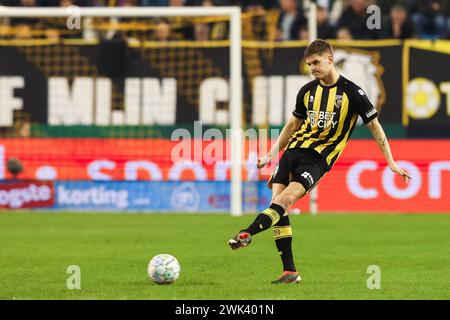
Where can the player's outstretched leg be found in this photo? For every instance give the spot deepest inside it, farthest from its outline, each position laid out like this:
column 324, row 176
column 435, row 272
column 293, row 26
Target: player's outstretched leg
column 263, row 221
column 282, row 233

•••••

AIM OF THE TASK >> Repeat every line of the records above word for word, leaving out the pictures.

CORRECT OUTPUT >>
Where can the player's outstretched leg be found in this photo? For every instance give the spot deepest inside it, farthest from its outline, each position laid out like this:
column 324, row 176
column 435, row 272
column 293, row 26
Target: player's outstretched leg
column 263, row 221
column 282, row 233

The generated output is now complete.